▶ [DESCRIPTION OF THE TASK]: Retype the data below without altering anything.

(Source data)

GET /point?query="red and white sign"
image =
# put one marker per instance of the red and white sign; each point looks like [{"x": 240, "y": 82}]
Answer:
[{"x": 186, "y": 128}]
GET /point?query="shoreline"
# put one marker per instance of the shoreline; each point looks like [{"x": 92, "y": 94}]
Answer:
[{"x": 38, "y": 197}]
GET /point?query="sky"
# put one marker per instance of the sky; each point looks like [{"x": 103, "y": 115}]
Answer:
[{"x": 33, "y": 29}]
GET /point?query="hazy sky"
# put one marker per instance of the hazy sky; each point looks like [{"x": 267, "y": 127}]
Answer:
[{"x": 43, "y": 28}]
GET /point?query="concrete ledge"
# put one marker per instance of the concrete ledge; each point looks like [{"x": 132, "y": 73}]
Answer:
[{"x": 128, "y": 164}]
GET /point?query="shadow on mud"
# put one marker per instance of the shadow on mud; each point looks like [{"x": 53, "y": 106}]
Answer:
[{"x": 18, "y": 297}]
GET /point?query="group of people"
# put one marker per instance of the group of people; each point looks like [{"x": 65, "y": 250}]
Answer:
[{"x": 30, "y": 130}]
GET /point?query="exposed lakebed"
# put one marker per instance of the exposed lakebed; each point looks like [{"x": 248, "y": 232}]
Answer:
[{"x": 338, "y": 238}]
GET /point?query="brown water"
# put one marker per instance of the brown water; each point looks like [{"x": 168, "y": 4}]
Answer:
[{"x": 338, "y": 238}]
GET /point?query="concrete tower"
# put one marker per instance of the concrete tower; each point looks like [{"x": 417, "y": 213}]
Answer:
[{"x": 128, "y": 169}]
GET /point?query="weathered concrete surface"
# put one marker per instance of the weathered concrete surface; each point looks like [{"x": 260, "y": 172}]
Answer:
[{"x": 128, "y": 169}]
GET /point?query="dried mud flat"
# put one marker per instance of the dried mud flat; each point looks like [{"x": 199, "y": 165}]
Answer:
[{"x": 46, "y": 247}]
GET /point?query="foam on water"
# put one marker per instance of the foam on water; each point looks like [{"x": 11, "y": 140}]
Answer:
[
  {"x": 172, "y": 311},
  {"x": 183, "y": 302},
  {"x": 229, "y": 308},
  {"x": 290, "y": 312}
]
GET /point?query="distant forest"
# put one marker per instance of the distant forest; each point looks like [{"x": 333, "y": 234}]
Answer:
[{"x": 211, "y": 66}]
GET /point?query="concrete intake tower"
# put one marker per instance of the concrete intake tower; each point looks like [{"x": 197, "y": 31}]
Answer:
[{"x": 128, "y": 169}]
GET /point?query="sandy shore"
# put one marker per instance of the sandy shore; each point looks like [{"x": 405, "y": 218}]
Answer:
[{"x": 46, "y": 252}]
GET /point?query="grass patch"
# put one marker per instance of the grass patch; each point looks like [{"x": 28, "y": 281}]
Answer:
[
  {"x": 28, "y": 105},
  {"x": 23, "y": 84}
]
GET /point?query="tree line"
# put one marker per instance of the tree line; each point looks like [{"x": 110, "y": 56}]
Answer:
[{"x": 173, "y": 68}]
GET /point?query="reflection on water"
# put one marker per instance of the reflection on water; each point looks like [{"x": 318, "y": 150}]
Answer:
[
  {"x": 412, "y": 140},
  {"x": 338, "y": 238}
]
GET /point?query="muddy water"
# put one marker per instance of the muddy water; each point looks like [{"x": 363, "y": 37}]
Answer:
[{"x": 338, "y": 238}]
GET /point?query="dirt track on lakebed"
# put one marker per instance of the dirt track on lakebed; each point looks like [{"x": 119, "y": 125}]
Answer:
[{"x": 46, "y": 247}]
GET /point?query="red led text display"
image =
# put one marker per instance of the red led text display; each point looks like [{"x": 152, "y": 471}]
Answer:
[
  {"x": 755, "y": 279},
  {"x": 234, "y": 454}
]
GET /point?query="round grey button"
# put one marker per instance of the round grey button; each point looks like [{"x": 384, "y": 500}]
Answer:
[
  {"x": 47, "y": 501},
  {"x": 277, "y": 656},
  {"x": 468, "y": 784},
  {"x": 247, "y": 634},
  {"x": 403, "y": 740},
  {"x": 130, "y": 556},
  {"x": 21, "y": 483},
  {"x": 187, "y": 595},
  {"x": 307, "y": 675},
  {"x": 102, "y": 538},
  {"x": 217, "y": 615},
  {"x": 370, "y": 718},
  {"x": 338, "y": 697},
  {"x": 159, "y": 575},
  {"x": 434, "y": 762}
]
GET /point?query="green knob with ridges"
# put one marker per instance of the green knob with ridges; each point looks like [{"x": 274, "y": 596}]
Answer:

▶ [TASK RESPONSE]:
GET /point?query="red and white sign"
image =
# put one marker per instance of the red and white sign; each point looks like [{"x": 240, "y": 82}]
Answer:
[{"x": 186, "y": 128}]
GET /point?query="shoreline"
# put one marker per instance of the shoreline; each point looks like [{"x": 92, "y": 94}]
Answer:
[{"x": 38, "y": 197}]
GET /point?query="sky"
# put one marker per instance of the sky; each point looks like [{"x": 103, "y": 115}]
Answer:
[{"x": 33, "y": 29}]
GET /point?query="hazy sky"
# put one marker per instance of the hazy sky; each point looks like [{"x": 267, "y": 127}]
Answer:
[{"x": 43, "y": 28}]
GET /point?query="concrete ledge"
# put one marker per instance of the concrete ledge; each point looks like [{"x": 132, "y": 73}]
Answer:
[{"x": 128, "y": 164}]
GET /point?query="shadow on mud"
# put one marker per instance of the shadow on mud; each point looks like [{"x": 53, "y": 106}]
Answer:
[{"x": 18, "y": 297}]
GET /point?query="group of people"
# put one marker per instance of the group of people; each point looks like [{"x": 65, "y": 250}]
Answer:
[{"x": 30, "y": 130}]
GET /point?query="exposed lakebed"
# put one marker per instance of the exposed lakebed; each point looks like [{"x": 248, "y": 232}]
Answer:
[{"x": 338, "y": 238}]
GET /point?query="brown water"
# put one marker per instance of the brown water; each point looks like [{"x": 168, "y": 4}]
Answer:
[{"x": 338, "y": 238}]
GET /point?query="concrete tower"
# put one marker per instance of the concrete tower; each point looks like [{"x": 417, "y": 213}]
Answer:
[{"x": 128, "y": 169}]
GET /point?query="weathered concrete surface"
# put one marker per instance of the weathered concrete surface; each point looks like [{"x": 260, "y": 172}]
Answer:
[{"x": 128, "y": 169}]
GET /point?query="dried mud flat"
# put one marker per instance of the dried mud flat; each point looks like [{"x": 199, "y": 165}]
Answer:
[{"x": 46, "y": 247}]
GET /point?query="foam on water"
# put one marker per instance of the foam on water; each point looks like [{"x": 11, "y": 140}]
Answer:
[
  {"x": 172, "y": 311},
  {"x": 183, "y": 302},
  {"x": 229, "y": 308},
  {"x": 290, "y": 312}
]
GET /point?query="distant forest"
# put one marker per instance of the distant forest; each point looks like [{"x": 333, "y": 234}]
Answer:
[{"x": 211, "y": 66}]
GET /point?query="concrete intake tower"
# put one marker per instance of the concrete intake tower; each point looks like [{"x": 197, "y": 31}]
Answer:
[{"x": 128, "y": 169}]
GET /point?query="sandy shore"
# put one marker per instance of the sandy shore; each point looks like [{"x": 405, "y": 218}]
Answer:
[{"x": 46, "y": 252}]
GET /point?query="grass patch"
# put one marker per instance of the grass patch; each point looks like [{"x": 28, "y": 281}]
Answer:
[
  {"x": 28, "y": 105},
  {"x": 23, "y": 84}
]
GET /point?query="tree line"
# put one marker per instance of the tree line; each point looks like [{"x": 110, "y": 56}]
Answer:
[{"x": 173, "y": 68}]
GET /point?query="reflection on water"
# put one marker per instance of the reflection on water; each point looks like [{"x": 318, "y": 150}]
Answer:
[
  {"x": 412, "y": 140},
  {"x": 338, "y": 238}
]
GET /point?query="muddy water"
# put one marker per instance of the muddy water; each point looks like [{"x": 363, "y": 37}]
Answer:
[{"x": 338, "y": 238}]
GET /point?query="dirt track on lakebed"
# put one marker per instance of the dirt track on lakebed; each point looks like [{"x": 119, "y": 125}]
Answer:
[{"x": 46, "y": 247}]
GET /point?query="red led text display"
image =
# put one marker per instance of the red led text display; each point looks like [{"x": 152, "y": 471}]
Answer:
[
  {"x": 755, "y": 279},
  {"x": 234, "y": 454}
]
GET /point?query="round grey button"
# put one marker per instance of the round grey button; each point looks like [{"x": 384, "y": 500}]
Answer:
[
  {"x": 47, "y": 501},
  {"x": 277, "y": 656},
  {"x": 468, "y": 784},
  {"x": 247, "y": 634},
  {"x": 403, "y": 740},
  {"x": 130, "y": 556},
  {"x": 21, "y": 483},
  {"x": 187, "y": 595},
  {"x": 307, "y": 675},
  {"x": 102, "y": 538},
  {"x": 217, "y": 615},
  {"x": 370, "y": 718},
  {"x": 338, "y": 697},
  {"x": 159, "y": 575},
  {"x": 434, "y": 762}
]
GET /point?query="green knob with ridges"
# put one marker per instance of the green knob with ridges; each point looks like [{"x": 274, "y": 596}]
Answer:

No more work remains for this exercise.